(Entries taken from a collection)
+--
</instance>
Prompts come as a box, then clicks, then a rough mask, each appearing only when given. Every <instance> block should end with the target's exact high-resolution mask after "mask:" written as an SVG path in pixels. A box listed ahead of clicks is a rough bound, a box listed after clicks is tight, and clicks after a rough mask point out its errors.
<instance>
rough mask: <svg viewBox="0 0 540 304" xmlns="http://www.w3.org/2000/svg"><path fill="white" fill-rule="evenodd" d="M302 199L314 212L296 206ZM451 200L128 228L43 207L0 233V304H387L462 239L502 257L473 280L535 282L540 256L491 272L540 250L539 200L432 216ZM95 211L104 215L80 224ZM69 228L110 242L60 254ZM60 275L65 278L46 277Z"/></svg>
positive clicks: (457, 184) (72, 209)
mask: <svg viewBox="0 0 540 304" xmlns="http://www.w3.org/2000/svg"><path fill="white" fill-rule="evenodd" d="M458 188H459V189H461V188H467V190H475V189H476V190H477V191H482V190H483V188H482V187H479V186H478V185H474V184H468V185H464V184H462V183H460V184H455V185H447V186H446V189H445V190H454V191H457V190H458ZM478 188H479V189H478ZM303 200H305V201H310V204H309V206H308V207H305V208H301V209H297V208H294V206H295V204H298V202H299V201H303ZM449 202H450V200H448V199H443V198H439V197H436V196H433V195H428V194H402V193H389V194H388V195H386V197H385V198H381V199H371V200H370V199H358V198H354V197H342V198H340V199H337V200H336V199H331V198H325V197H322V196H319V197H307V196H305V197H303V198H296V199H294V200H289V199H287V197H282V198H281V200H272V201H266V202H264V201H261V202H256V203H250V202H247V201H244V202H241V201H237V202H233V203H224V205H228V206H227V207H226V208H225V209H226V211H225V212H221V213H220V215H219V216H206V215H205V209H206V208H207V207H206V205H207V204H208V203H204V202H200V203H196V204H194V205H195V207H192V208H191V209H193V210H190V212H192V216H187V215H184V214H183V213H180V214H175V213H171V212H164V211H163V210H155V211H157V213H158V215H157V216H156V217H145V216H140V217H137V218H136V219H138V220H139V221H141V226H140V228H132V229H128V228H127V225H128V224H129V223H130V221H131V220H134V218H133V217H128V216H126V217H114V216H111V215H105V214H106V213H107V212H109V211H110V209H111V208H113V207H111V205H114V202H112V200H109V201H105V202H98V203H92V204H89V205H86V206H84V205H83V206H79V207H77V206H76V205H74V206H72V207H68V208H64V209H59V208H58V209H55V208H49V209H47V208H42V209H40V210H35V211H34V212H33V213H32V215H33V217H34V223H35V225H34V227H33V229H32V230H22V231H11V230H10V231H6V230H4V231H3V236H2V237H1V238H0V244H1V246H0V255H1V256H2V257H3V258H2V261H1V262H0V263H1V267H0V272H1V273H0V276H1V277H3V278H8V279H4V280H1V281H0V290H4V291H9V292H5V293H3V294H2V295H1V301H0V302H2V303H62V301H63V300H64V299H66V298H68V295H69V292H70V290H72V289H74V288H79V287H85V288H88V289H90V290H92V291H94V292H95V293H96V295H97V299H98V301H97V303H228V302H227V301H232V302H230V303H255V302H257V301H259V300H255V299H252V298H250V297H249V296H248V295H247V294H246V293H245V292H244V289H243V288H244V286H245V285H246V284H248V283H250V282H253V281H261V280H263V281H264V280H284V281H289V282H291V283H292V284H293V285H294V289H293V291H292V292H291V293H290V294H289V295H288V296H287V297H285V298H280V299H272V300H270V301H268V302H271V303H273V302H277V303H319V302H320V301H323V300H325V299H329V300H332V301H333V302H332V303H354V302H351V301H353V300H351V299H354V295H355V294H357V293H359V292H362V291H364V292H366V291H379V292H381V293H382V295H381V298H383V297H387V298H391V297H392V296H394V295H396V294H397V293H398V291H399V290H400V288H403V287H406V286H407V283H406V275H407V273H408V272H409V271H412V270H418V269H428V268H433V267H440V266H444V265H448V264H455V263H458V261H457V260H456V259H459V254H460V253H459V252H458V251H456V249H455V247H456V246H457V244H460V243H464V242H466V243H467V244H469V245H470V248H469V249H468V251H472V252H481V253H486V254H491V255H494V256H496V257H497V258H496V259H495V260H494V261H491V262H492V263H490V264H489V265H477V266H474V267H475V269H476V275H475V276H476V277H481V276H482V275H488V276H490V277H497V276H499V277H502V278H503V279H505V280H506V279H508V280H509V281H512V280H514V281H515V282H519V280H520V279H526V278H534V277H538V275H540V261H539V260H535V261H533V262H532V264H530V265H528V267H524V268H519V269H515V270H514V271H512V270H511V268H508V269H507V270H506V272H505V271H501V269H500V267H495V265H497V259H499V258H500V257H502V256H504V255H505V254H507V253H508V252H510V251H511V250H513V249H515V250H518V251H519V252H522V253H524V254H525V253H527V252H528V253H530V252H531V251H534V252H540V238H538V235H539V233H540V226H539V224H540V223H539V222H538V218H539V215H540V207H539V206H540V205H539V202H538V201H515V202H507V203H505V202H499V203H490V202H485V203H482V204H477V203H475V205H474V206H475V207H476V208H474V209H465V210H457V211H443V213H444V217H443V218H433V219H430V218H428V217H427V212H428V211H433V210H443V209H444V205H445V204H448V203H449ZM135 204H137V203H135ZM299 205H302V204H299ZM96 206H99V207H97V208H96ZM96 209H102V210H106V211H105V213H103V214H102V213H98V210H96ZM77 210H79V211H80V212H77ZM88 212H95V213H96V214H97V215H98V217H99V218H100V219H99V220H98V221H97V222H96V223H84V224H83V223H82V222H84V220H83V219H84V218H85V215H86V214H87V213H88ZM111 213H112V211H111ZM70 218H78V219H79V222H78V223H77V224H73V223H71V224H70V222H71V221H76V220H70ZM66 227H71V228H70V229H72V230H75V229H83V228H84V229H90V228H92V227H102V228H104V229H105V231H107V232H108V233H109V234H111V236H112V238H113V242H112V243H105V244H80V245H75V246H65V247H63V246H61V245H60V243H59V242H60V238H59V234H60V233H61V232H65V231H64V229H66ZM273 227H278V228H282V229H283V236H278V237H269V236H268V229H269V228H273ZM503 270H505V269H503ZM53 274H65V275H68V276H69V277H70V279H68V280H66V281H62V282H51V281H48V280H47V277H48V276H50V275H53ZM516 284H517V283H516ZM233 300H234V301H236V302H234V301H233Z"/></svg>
+--
# [PROBLEM STATEMENT]
Start at the first line of the entries and stop at the line with "rough mask: <svg". Retype each of those lines exactly, both ends included.

# [ANSWER AREA]
</instance>
Prompts come as a box, then clicks, then a rough mask, each appearing only when given. Every <instance> block should end with the target's exact high-resolution mask after "mask:" written as an SVG path in pixels. A box listed ahead of clicks is a rough bound, a box listed after clicks is tight, and clicks after a rough mask point out its errors.
<instance>
rough mask: <svg viewBox="0 0 540 304" xmlns="http://www.w3.org/2000/svg"><path fill="white" fill-rule="evenodd" d="M302 199L314 212L296 206ZM451 200L128 228L43 207L0 233V304H387L462 239L502 257L473 280L535 282L540 256L491 272L540 250L539 200L432 216ZM95 211L104 215L80 224ZM69 228L110 242L60 254ZM60 275L65 278L46 277Z"/></svg>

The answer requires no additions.